• Directions:
From the entries below, copy each line in which the word "dune" occurs.

• Material for this task:
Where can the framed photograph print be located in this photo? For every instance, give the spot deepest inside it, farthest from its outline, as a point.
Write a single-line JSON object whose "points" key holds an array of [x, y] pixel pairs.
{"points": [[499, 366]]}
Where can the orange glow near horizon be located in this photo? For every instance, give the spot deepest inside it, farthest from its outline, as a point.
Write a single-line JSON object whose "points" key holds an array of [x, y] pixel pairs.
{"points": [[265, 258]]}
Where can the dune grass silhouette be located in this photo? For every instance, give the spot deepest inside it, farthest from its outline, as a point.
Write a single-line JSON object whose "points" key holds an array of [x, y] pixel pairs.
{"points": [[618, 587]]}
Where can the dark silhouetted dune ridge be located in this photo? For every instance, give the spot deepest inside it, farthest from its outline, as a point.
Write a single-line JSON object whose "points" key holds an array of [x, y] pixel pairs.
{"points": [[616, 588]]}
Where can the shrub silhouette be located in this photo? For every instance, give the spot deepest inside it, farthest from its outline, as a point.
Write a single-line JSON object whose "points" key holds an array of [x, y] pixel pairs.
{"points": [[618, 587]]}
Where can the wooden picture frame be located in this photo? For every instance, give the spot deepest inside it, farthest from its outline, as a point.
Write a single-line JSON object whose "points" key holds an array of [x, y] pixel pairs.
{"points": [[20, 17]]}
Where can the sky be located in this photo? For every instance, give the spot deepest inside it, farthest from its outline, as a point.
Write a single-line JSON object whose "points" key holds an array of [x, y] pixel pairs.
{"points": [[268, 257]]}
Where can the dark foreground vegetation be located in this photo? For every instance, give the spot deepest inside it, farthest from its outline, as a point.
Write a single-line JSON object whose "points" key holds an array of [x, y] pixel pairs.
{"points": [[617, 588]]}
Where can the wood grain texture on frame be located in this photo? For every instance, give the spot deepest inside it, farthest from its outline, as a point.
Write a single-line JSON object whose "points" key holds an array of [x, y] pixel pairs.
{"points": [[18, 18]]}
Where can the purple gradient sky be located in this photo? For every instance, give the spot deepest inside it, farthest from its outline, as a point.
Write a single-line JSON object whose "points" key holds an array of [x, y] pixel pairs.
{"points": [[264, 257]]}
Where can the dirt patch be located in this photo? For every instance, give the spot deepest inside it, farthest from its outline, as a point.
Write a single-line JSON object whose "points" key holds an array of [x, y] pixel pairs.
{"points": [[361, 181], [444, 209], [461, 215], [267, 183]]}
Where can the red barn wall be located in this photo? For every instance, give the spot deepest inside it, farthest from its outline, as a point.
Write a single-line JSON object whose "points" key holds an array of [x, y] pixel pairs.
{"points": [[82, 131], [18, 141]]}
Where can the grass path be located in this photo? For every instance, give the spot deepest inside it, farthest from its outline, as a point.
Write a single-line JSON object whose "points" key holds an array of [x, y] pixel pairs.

• Solution to this task:
Where can the dune grass silhouette be located in this photo? For every instance, give the spot deepest inside it, farthest from its outline, as a point.
Where can the dark silhouetted dune ridge be located in this photo? For every instance, give the spot deepest inside it, farthest from its outline, as a point.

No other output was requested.